[EXCERPT]
______

Why I canceled my Globe and Mail subscription

As those close to me know, I’m a huge news junkie – especially Canadian news. In recent years, The Globe and Mail has been my primary source. Reading it on my phone while waking up has been part of my daily routine I rarely miss. Even though I could catch up on all of the headlines through free outlets like the CBC (and I do), I chose to pay $20 a month to subscribe to the Globe for its commentary and analysis.

Where other papers – like the Sun chain, the National Post and the Toronto Star – have clear partisan leans that make them sometimes dully predictable, the Globe has a rare diversity of columnists – ranging from the quite liberal Elizabeth Renzetti and Denise Balkissoon, to the centrist Jeffrey Simpson, to the quite conservative John Ibbitson, Konrad Yakabuski and Margaret Wente (though she has come noticeably to the centre in recent months). Its Editorials also swing across party lines (on average slightly right of centre) – again not always predictably. Most Globe Editorials have an air of consensus to them – one I have always assumed comes as a result of discussion amongst these diverse contributors.

In a Canadian newspaper culture that is still quite partisan, The Globe and Mail‘s brand has been as the middle-of-the-road honest broker. This is why I have subscribed to The Globe and Mail and not other newspapers. It’s also why I hold them to a higher standard.

But ever since the editorial shakeup that saw the arrival of David Walmsley as Editor-in-Chief in March 2014, there have been occasional hints of weirdness in the newsroom.

______

[DATA SHOWN]
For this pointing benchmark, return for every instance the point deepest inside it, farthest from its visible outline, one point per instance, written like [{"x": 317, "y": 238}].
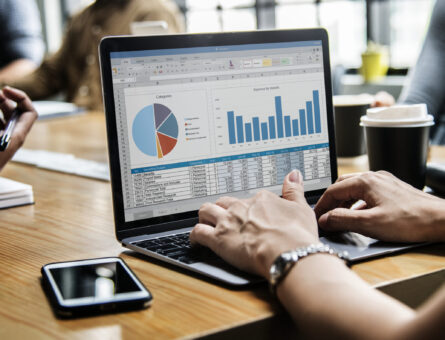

______

[PARTS OF THE EXERCISE]
1 – Rewrite the paragraph beginning "Where other papers" in the essay on canceling a Globe and Mail subscription as a short bulleted list that keeps its main facts.
2 – According to the essay on canceling a Globe and Mail subscription, why does the writer hold The Globe and Mail to a higher standard than other papers? Answer in one to three sentences.
3 – Continue the essay on canceling a Globe and Mail subscription, starting right after its final sentence.
The material comes from a different source than the essay on canceling a Globe and Mail subscription.

[EXPECTED ANSWERS]
1 –
- Other papers (the Sun chain, the National Post, the Toronto Star) have clear partisan leans that can make them dully predictable.
- The Globe has a rare range of columnists: the quite liberal Elizabeth Renzetti and Denise Balkissoon, the centrist Jeffrey Simpson, and the quite conservative John Ibbitson, Konrad Yakabuski and Margaret Wente (who has moved noticeably toward the center in recent months).
- Its Editorials swing across party lines, on average slightly right of center, and not always predictably.
- Most Editorials carry an air of consensus, which the writer has assumed comes from discussion among these diverse contributors.

2 – In a still quite partisan Canadian newspaper culture, The Globe and Mail's brand has been that of the middle-of-the-road honest broker. That reputation is why the writer subscribed to it rather than to other papers, and it is also why the writer holds it to a higher standard.

3 –
In the June 2014 Ontario election there were reports – which the Globe has yet to deny – that the Editorial board had unanimously decided to endorse a minority Liberal government, but was subsequently overruled by Walmsley – allegedly on orders from the publisher, Phillip Crawley – to instead endorse Tim Hudak’s Progressive Conservatives. Whether you believe the allegation or not (I do), there’s no question that the endorsement was published later than promised and read a lot like it was written from between clenched teeth.

Just days later, it was leaked that the Globe had begun commissioning ‘advertorials’ – articles that are written by Globe reporters and look like news, but are actually scoped, paid for, and vetted by sponsors.

And finally, yesterday the Globe published one of the strangest election endorsements I have ever read – one that was widely and rightly ridiculed. The endorsement opened predictably enough with the line, “All elections are choices among imperfect alternatives, and this one more than most. Each of the parties has gaps, deficiencies and failings. But choose, voters must.” I’m with them so far. But then they went on to endorse the Conservative party, but not Stephen Harper – telling us that we should all vote for the Conservatives and then hope that Harper’s first act once returned to power is to resign. Why should we hope for this? Because, they say, of Harper’s hyper-partisanship, meanness, divisiveness, dictatorial control over his own party, contempt for Parliament, etc. All of which, of course, are reasons Harper would never give up power willingly once elected. Alas, amongst the “imperfect alternatives” that we must choose from and suffer through after the election, the Globe managed to find the single most implausible scenario – a “unicorn” as BJ Siekierski of iPolitics described it.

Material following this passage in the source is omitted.